_O QUE SE PEDE_:
1: Retorne, sem alterações, a parte do texto sobre a inversão da guarda que se inicia nas palavras que contêm "Aliás, a sua" e se encerra em "cuidados da criança/adolescente.".
2: Responda, com base no texto sobre a inversão da guarda:
(a) Qual é a idade do meio-irmão da criança?
(b) Há quanto tempo a criança não tem contato com a figura paterna?
(c) Qual dispositivo do Código Civil é citado para indicar que o exercício da guarda é atributo do poder familiar?
3: Informe se cada afirmação está de acordo com o texto sobre a inversão da guarda, respondendo sim ou não e citando literalmente as palavras decisivas:
(a) O processo tramita em segredo de justiça.
(b) O caso em discussão trata da perda do poder familiar.
(c) A criança sempre morou com o pai.
──────── TRECHO DO DOCUMENTO
Movimentou, recentemente, o mundo jurídico, sobretudo os atuantes no Direito de Família, a notícia do juiz do Rio de Janeiro que teria, em sentença, “tirado” a guarda de um filho de 8 anos de idade da mãe, com quem sempre morou, para conferi-la ao pai, sob os argumentos de que a genitora mora em área de risco, o município do Rio de Janeiro é muito perigoso e a criança, que é um menino, precisa de uma figura masculina em sua vida.
Esse processo, assim como todos os outros de natureza familiar, tramita em segredo de justiça, pelo que as digressões jurídicas que farei nos parágrafos seguintes serão integralmente baseadas nas cruas informações que foram divulgadas na mídia.
Pois bem. A primeira coisa que me veio à cabeça quando tomei conhecimento desse caso foi o artigo 23 do Estatuto da Criança e do Adolescente (lei 8.069/90), que prevê que “a falta ou a carência de recursos materiais não constitui motivo suficiente para a perda ou a suspensão do poder familiar”.
Sim, colegas familistas. Eu sei que o caso, aqui, não trata da suspensão ou perda do poder familiar, que são muito mais gravosas do que a inversão da guarda determinada pela Justiça do Rio de Janeiro, mas o raciocínio desse dispositivo, interpretado à luz dos artigos 15, 16 e 17 do ECA, segundo os quais devem ser preservados os direitos das crianças e dos adolescentes à liberdade, à dignidade e ao respeito – este consistindo na inviolabilidade da integridade física, psíquica e moral dos menores, abrangendo a preservação da imagem, da identidade, da autonomia, dos valores, ideias, crenças e, inclusive, dos espaços e objetos pessoais –, torna-se, a meu ver, plenamente extensível à situação da família carioca.
Aliás, a sua extensão às demandas em que se litigam a guarda é ainda mais plausível se considerarmos que o próprio exercício da guarda é um dos atributos do poder familiar (art. 1.634, II, do Código Civil).
Isso significa que é totalmente inaceitável que qualquer filho(a) seja afastado da mãe ou do pai por motivos puramente socioeconômicos, se esse pai ou essa mãe possuam todos as condições que lhes permitam proporcionar o cuidado e a proteção necessários aos cuidados da criança/adolescente.
Pensar de modo diferente, como, aparentemente, fê-lo o magistrado carioca, é violar frontalmente os direitos fundamentais menoristas constantes dos artigos mencionados anteriormente, máxime a dignidade e o respeito à criança que, além de ter vivido os seus 8 anos de vida junto à mãe e ao meio irmão de 15 anos de idade, não tem qualquer contato com a figura paterna há 4 anos (metade de sua vida), em razão, ao que indicam as notícias, da própria desídia do pai.
Será que a brusca retirada dessa criança do ambiente onde nasceu e cresceu para ir morar em uma cidade distante e com uma pessoa que – considerado o lapso temporal passado desde que conviveu com o pai a última vez – deve ser praticamente estranha, vai preservar a integridade psíquica desse infante? Aos papais e às mamães que estejam lendo este artigo, pensem em seus filhos.
────────────────
──────── DADOS
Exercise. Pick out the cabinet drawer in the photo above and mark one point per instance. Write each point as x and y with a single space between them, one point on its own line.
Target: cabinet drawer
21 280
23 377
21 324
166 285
────────────────
_EM RESPOSTA_:
1:
Aliás, a sua extensão às demandas em que se litigam a guarda é ainda mais plausível se considerarmos que o próprio exercício da guarda é um dos atributos do poder familiar (art. 1.634, II, do Código Civil).
Isso significa que é totalmente inaceitável que qualquer filho(a) seja afastado da mãe ou do pai por motivos puramente socioeconômicos, se esse pai ou essa mãe possuam todos as condições que lhes permitam proporcionar o cuidado e a proteção necessários aos cuidados da criança/adolescente.

2:
(a) 15 anos.
(b) 4 anos.
(c) O art. 1.634, II, do Código Civil.

3:
(a) Sim: "Esse processo, assim como todos os outros de natureza familiar, tramita em segredo de justiça".
(b) Não: "o caso, aqui, não trata da suspensão ou perda do poder familiar".
(c) Não: "da mãe, com quem sempre morou".